## What the task asks
Quote every line of the material beneath this one.

(Object pointing dataset rows)
- - -

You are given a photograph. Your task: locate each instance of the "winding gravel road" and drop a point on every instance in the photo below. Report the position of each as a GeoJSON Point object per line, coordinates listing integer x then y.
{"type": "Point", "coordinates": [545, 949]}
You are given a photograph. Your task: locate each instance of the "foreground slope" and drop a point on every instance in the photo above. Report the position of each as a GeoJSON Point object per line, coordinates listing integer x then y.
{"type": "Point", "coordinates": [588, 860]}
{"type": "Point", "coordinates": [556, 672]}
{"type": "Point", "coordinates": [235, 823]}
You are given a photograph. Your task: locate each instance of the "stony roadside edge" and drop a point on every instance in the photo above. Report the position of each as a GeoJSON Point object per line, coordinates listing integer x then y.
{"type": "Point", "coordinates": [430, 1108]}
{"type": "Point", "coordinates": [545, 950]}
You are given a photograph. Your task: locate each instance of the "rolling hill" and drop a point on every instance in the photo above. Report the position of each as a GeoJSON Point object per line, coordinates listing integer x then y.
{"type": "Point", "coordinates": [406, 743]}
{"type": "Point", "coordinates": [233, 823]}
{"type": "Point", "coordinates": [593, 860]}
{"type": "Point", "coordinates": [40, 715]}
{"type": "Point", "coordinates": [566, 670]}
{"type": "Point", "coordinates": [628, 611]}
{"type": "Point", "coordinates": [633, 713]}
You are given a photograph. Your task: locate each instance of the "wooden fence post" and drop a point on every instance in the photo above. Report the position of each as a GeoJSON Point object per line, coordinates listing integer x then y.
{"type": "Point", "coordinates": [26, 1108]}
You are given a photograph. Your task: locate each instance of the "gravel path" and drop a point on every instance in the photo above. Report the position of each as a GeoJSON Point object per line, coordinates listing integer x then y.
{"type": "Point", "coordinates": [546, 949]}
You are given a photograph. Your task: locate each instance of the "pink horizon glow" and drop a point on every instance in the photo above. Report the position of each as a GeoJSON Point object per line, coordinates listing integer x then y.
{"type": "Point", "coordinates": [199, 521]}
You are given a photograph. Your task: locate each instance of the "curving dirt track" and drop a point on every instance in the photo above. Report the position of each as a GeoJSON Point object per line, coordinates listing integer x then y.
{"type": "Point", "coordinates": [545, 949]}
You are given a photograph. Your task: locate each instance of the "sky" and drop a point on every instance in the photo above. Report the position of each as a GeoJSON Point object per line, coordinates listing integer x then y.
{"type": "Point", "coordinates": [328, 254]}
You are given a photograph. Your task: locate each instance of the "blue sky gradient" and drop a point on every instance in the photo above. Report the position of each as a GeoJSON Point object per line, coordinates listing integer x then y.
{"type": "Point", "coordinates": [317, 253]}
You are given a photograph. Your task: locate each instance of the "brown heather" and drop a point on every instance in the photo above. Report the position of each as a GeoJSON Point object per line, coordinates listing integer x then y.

- - -

## Output of the exercise
You are given a photograph. Your task: locate each instance of the "winding gravel road" and drop a point on every instance in the photo below. Report the position of each as a GeoJSON Point object per line, coordinates listing integer x then y.
{"type": "Point", "coordinates": [545, 949]}
You are given a photograph. Your task: locate each instance of the "foreground slope" and drop a point on every instance in the photo above. Report the position of each as a GeoJSON Point object per line, coordinates listing integer x then y.
{"type": "Point", "coordinates": [588, 860]}
{"type": "Point", "coordinates": [556, 672]}
{"type": "Point", "coordinates": [235, 823]}
You are given a photograph. Your task: locate each instance of the "stony roadside edge" and drop a point on every instance in the photo above. Report the position of each as a GeoJSON Point object per line, coordinates listing integer x then y.
{"type": "Point", "coordinates": [430, 1108]}
{"type": "Point", "coordinates": [545, 950]}
You are given a photograph. Your task: locate each instance of the "rolling hill" and drop a point on every instance in the photo above. Report the position of each as a GeoJSON Point object per line, coordinates listing integer x then y.
{"type": "Point", "coordinates": [406, 743]}
{"type": "Point", "coordinates": [233, 823]}
{"type": "Point", "coordinates": [593, 860]}
{"type": "Point", "coordinates": [40, 715]}
{"type": "Point", "coordinates": [566, 670]}
{"type": "Point", "coordinates": [628, 611]}
{"type": "Point", "coordinates": [633, 713]}
You are given a photograph. Your task: locate each instance of the "wooden fence post" and drop a point on every instance in the photo above. Report the position of each as a GeoJSON Point object per line, coordinates listing integer x then y.
{"type": "Point", "coordinates": [26, 1108]}
You are given a photograph. Your task: locate each instance of the "gravel path" and drop a point on every instance in the photo above. Report the position of each as a GeoJSON Point object per line, coordinates listing integer x then y.
{"type": "Point", "coordinates": [546, 949]}
You are given a photograph. Your task: locate each instance of the "pink horizon glow" and drop a point on every instance in the photo above. Report the position of each as a GeoJSON Point object per line, coordinates listing integer x then y.
{"type": "Point", "coordinates": [199, 521]}
You are given a photograph. Your task: locate each instance of the "curving dirt track" and drop a point on every instance in the photo above. Report the position of each as a GeoJSON Point object per line, coordinates listing integer x then y.
{"type": "Point", "coordinates": [545, 949]}
You are given a photograph. Your task: locate each instance of the "sky" and drop a point on every instance in the photo above. Report the position of each as a GeoJSON Point object per line, coordinates listing integer x then y.
{"type": "Point", "coordinates": [328, 254]}
You are given a photograph. Your task: locate each instance of the "blue sky gradient" and drop a point on every instance in the photo above. Report the position of each as a GeoJSON Point object per line, coordinates listing integer x then y.
{"type": "Point", "coordinates": [317, 253]}
You are given a photograph. Your task: locate each instance of the "brown heather" and drop a point on every instance in the photo above. Report the position of each as a GeoJSON Point object per line, coordinates listing integer x then y.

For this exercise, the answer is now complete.